## START INFORMATION SHOWN

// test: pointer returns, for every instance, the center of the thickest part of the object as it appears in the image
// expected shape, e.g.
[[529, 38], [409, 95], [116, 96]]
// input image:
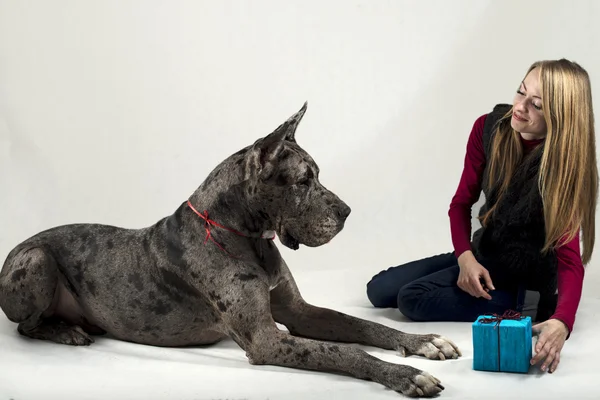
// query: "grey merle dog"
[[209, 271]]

## END INFORMATION SHOWN
## START INFORMATION SHOWN

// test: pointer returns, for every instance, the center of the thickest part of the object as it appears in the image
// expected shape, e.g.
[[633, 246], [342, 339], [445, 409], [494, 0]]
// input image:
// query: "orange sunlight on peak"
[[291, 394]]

## END INFORMATION SHOWN
## START INFORMATION SHOWN

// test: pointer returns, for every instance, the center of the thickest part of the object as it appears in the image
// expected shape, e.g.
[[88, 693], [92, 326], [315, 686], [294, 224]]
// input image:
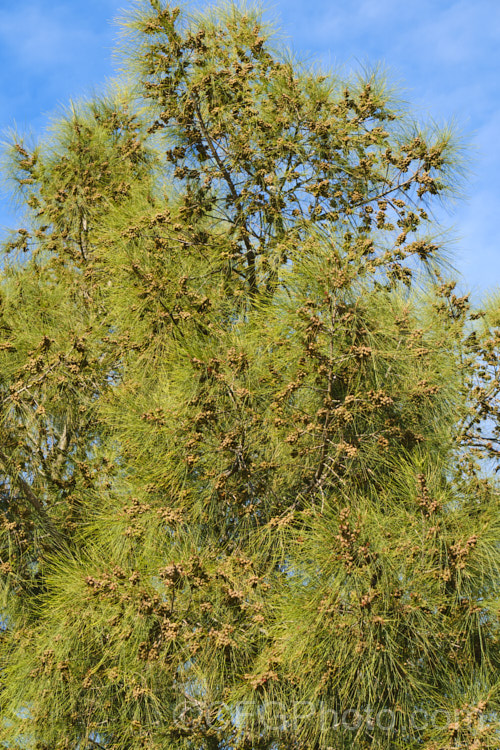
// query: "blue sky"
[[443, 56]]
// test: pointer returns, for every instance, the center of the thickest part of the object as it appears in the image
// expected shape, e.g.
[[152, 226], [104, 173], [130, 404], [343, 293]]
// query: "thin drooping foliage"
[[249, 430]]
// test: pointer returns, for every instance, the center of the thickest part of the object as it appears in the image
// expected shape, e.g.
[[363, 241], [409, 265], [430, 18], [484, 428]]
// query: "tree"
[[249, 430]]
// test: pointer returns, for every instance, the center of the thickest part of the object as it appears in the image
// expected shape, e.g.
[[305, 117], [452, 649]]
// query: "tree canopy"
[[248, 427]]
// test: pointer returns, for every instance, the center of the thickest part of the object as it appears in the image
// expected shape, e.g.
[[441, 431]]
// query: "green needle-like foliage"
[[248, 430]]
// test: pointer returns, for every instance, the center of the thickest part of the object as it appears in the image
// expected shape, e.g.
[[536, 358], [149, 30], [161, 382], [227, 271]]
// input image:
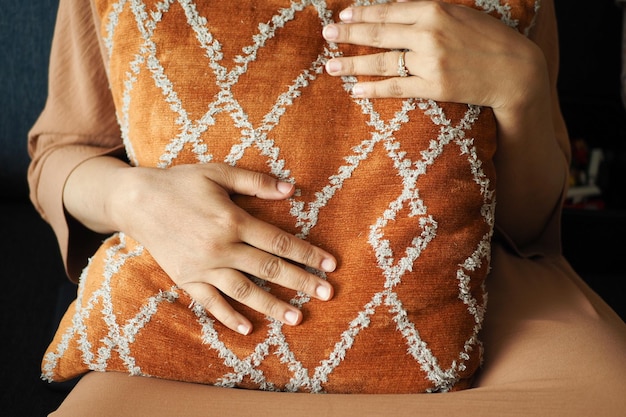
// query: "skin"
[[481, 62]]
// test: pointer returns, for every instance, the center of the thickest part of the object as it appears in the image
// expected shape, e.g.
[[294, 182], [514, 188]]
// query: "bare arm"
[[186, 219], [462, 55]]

## END INFORMATION SHOWN

# YOUR TASK:
List every line of the records that contains the string "query".

# WRITTEN SOLUTION:
// query: "grey merle dog"
// query: "orange sunlight on peak"
// query: "blue sky"
// query: "thin drooping foliage"
// query: "tree"
// query: "tree canopy"
// query: "green needle-like foliage"
// query: "skin"
// query: "bare arm"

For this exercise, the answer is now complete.